-- START MATERIAL SHOWN --

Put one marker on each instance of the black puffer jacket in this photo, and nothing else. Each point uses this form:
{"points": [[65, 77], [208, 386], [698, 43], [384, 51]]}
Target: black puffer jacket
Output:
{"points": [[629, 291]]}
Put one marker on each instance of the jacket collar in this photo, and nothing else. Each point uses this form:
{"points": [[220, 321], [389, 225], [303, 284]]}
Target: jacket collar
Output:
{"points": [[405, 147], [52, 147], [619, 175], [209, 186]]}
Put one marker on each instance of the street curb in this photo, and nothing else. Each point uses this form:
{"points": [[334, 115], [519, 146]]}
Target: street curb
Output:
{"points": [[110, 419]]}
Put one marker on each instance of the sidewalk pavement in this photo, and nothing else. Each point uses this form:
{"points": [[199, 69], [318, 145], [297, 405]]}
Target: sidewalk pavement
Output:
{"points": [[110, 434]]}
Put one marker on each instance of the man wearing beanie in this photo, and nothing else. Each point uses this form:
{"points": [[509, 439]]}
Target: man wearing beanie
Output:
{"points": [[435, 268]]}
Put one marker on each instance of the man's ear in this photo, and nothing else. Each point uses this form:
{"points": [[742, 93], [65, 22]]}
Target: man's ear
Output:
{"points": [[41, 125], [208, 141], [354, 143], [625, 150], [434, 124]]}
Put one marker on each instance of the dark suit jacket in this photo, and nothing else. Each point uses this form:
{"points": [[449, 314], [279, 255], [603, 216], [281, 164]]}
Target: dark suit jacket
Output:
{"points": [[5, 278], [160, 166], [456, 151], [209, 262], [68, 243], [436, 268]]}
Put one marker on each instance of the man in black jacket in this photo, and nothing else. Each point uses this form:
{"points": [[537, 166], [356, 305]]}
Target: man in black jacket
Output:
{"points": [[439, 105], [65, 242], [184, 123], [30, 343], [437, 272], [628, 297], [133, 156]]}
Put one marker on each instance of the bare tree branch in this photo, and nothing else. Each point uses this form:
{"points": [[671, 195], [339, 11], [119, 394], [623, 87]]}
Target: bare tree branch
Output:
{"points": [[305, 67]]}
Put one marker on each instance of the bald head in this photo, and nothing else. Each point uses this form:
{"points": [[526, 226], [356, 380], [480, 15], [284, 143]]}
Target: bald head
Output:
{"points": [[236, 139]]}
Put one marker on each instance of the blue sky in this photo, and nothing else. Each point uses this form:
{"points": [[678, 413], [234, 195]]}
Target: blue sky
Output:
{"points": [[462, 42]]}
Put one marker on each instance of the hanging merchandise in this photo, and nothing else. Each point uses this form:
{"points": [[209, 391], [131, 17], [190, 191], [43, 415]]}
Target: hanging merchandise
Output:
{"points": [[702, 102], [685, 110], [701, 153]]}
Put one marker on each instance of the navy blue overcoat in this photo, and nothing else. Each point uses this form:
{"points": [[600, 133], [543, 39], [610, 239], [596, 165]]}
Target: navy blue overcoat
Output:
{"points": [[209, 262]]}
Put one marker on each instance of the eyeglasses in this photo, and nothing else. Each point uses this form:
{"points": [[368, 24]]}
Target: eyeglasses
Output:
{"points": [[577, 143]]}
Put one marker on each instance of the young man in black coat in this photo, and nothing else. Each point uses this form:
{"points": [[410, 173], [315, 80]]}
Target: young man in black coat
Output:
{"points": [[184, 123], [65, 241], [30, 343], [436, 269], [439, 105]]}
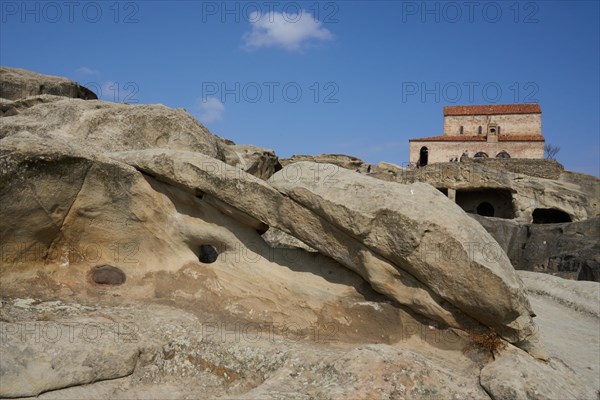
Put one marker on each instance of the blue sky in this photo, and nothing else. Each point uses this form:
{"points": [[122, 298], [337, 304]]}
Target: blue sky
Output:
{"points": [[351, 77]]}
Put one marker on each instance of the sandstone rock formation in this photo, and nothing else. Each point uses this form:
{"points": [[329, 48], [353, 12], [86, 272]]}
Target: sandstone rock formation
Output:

-- END MATERIAL SHOWN --
-- START MATERIAL SHOWN --

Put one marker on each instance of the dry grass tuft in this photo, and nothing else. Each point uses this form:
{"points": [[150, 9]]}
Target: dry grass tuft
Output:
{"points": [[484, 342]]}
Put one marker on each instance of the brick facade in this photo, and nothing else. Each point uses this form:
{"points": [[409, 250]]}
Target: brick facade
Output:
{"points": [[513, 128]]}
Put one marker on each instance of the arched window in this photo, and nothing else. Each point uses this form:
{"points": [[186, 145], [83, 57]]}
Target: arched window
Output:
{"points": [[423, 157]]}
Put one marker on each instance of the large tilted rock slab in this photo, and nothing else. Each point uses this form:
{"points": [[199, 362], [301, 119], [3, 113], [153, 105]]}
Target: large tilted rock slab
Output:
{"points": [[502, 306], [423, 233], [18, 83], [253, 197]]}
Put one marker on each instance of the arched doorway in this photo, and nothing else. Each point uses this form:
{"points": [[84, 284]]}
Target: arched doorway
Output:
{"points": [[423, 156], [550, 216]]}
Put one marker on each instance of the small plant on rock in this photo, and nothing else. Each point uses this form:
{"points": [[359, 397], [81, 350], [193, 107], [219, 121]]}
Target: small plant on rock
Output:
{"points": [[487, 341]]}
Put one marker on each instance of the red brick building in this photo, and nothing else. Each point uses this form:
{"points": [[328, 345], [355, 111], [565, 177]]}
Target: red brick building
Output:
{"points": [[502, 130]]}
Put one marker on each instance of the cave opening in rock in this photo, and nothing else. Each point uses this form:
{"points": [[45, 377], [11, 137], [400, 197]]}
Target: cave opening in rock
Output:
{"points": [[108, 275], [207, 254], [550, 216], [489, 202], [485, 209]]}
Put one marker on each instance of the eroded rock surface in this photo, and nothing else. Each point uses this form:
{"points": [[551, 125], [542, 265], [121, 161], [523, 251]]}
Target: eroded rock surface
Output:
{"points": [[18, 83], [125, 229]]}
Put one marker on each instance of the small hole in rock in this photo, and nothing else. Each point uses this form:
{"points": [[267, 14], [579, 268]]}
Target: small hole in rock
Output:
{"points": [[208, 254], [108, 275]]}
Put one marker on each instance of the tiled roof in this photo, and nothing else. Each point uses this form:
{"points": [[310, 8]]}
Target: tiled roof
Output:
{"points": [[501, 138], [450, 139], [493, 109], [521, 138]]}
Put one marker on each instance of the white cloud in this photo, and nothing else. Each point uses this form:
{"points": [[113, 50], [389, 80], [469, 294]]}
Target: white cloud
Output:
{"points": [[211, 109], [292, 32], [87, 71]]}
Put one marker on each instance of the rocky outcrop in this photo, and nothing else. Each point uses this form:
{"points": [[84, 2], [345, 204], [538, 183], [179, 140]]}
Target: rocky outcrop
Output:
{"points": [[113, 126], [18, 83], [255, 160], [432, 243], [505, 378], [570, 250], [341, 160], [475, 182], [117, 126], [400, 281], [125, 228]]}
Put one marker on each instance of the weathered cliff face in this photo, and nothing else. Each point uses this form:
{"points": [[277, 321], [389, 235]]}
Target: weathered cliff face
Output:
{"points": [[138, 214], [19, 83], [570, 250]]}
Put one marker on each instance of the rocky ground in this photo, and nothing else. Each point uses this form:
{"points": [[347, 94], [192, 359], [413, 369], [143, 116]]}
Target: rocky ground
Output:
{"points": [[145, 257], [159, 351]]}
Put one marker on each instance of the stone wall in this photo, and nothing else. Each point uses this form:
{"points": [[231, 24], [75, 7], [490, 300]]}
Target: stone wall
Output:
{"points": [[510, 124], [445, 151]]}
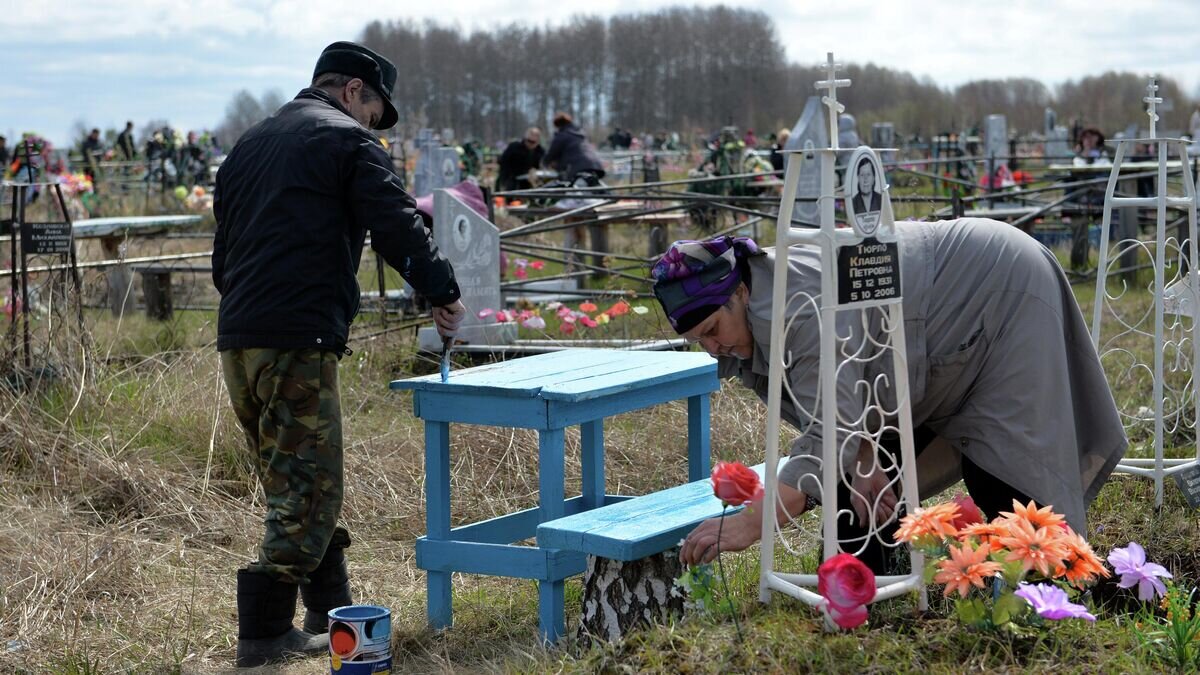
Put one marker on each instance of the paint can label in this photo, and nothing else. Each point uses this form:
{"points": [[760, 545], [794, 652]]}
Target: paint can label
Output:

-- END MATERIAL SHOWN --

#### [TASK DIRECTIONS]
Which lines of the listing contain the string "sidewalk"? Pick out and copy each one, treating uppercase and lowercase as distinct.

#### [COMPLETE OUTPUT]
Put one marker on each instance of the sidewalk pavement in this photo, and nothing else. Each point uses this form:
Target: sidewalk pavement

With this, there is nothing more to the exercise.